| Article |
RTIs net – Political Parties IN, Sports Bodies still OUT

When the entire country is struggling with corruptions, scams, bettings, and maoists, the Central Information Commission (CIC) passed a land-mark judgement today which brings all Political Parties under the ambit of Right To Information (RTI) Act.  Since this is a land mark judgement and has many implications in future, let us analyse the facts and figures of the entire episode.

Complainants:

The case was filed by  Shri Subhash Chandra Agrawal (Shri S.C.Agrawal) and Shri Anil Bairwal separately a couple of years back. Since both the complaints are common with issues relating to the disclosure of the accounts and funding of Political Parties, CIC decided to  dispose both the complaints through a common order.

Respondents:

Six National political parties namely, Indian National Congress (INC)/ All India Congress Committee (AICC), Bhartiya Janata Party(BJP), Communist Party of India (Marxist) (CPM), Communist Party of India(CPI), Nationalist Congress Party (NCP) and Bahujan Samaj Party (BSP).

Major Arguments by Political Parties:

Most of  the Political Parties maintained the fact that they do not come under the purview of RTI Act. Further, they (AICC and BJP in particular) also maintained the fact they are not Public Authorities, and, therefore are not obliged to provide any information under RTI. NCP in particular argued that it is an NGO (Non-Govt. Organization) and does not have fund and staff to reveal the information under RTI Act. Contrary to the above, CPI provided certain information to RTI applications (agreed to the fact that CPI is a Public Authority under 2(h)(d)(ii) “non-government organizations”, whereas no other political parties chose to respond to the RTI applications /queries. However, during the course of the argument, BSP also maintained the fact that Political Parties are not Public Authorities.

| Data excerpts |
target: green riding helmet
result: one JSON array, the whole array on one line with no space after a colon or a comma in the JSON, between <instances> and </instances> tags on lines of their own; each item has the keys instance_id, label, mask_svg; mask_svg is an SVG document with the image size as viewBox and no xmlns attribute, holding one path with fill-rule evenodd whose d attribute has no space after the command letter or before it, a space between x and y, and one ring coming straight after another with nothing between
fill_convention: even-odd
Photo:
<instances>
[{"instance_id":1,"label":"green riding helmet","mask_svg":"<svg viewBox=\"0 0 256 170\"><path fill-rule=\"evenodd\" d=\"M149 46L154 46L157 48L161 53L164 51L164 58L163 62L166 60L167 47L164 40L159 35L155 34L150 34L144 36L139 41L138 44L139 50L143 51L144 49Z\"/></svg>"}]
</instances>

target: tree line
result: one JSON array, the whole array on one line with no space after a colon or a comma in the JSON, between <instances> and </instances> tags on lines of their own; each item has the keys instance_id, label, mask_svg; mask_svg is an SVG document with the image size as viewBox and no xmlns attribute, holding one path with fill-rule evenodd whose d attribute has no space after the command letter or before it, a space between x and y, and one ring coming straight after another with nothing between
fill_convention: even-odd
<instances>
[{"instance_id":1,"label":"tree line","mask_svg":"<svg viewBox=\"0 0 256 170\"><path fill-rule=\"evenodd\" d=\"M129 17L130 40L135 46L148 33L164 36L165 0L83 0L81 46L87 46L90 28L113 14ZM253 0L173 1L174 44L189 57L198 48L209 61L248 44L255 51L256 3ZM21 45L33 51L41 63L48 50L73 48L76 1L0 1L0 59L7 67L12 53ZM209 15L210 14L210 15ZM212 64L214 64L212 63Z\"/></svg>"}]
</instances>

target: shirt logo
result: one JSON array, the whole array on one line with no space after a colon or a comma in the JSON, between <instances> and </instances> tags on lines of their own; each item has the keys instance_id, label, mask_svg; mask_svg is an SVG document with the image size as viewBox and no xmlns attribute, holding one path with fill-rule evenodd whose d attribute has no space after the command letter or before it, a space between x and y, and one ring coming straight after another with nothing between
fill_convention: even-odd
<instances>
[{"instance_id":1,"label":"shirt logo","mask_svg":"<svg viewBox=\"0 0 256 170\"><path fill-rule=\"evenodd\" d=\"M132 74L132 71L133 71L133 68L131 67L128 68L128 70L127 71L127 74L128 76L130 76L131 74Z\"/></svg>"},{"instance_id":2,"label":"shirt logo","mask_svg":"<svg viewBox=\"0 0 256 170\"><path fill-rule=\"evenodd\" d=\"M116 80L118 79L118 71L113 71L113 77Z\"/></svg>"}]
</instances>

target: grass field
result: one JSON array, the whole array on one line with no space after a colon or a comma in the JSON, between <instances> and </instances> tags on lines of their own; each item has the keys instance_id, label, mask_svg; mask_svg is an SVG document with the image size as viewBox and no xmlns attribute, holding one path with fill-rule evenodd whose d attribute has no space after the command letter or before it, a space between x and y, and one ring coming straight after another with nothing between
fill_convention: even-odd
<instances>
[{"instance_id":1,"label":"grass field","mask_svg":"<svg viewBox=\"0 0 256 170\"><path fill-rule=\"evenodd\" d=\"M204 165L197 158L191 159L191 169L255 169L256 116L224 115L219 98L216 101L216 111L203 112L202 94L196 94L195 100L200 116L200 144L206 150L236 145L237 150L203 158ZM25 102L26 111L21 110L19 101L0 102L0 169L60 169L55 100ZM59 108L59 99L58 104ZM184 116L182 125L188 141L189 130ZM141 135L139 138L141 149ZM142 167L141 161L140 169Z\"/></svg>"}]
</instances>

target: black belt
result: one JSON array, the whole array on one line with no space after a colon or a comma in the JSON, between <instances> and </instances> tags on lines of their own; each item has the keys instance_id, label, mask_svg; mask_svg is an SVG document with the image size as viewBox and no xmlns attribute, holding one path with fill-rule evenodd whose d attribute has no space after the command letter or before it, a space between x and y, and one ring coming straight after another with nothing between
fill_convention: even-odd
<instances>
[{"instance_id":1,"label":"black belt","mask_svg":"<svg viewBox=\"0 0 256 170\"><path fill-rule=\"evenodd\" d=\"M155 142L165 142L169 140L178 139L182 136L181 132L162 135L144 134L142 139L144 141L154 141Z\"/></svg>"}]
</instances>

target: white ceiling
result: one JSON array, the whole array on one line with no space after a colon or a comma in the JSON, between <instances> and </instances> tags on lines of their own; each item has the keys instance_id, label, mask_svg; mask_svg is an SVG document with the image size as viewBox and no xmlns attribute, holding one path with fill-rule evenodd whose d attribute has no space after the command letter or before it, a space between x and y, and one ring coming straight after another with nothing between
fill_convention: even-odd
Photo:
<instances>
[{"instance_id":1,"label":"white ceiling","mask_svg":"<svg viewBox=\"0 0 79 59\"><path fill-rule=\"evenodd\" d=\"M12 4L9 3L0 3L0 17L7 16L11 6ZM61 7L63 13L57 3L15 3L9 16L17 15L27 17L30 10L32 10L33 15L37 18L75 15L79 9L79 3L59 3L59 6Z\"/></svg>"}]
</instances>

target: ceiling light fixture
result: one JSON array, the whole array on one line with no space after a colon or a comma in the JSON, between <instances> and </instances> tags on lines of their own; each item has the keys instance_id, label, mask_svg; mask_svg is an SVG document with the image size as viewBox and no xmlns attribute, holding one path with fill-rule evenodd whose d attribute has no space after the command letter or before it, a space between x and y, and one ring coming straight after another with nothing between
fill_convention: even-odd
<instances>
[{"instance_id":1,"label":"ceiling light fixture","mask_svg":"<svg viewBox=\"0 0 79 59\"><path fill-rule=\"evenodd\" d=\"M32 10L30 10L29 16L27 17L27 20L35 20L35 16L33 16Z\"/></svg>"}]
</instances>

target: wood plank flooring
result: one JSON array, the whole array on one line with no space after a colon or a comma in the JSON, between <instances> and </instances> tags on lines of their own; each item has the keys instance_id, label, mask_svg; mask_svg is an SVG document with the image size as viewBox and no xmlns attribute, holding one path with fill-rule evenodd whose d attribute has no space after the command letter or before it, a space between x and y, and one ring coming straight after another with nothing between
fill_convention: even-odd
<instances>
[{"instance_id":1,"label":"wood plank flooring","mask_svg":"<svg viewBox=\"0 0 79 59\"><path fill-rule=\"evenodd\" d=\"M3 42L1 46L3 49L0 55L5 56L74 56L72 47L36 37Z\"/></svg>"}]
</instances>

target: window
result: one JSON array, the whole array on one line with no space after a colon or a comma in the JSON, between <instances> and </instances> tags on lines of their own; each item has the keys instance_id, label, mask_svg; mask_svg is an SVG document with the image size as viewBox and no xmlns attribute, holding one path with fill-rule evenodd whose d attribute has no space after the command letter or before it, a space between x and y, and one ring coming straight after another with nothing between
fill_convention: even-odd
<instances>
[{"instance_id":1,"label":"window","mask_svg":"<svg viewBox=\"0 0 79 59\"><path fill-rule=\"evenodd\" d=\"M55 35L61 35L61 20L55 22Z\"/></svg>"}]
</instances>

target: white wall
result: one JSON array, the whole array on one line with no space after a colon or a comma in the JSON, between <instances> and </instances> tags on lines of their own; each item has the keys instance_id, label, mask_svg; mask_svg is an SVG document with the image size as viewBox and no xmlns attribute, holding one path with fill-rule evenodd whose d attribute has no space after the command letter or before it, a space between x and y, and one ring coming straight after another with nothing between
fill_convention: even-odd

| Short exercise 1 |
According to the article on the RTI ruling, which party argued that it is an NGO without the funds and staff to reveal information under the RTI Act?
| Short exercise 2 |
Mark each statement yes or no against the article on the RTI ruling. Support each answer with a quotation from the article. (a) The two complainants filed their case jointly. (b) The CIC handled both complaints through a single order. (c) The CPI supplied some information in response to RTI applications.

| Final answer 1 |
The Nationalist Congress Party (NCP).

| Final answer 2 |
(a) No: "Shri Anil Bairwal separately"
(b) Yes: "dispose both the complaints through a common order"
(c) Yes: "CPI provided certain information to RTI applications"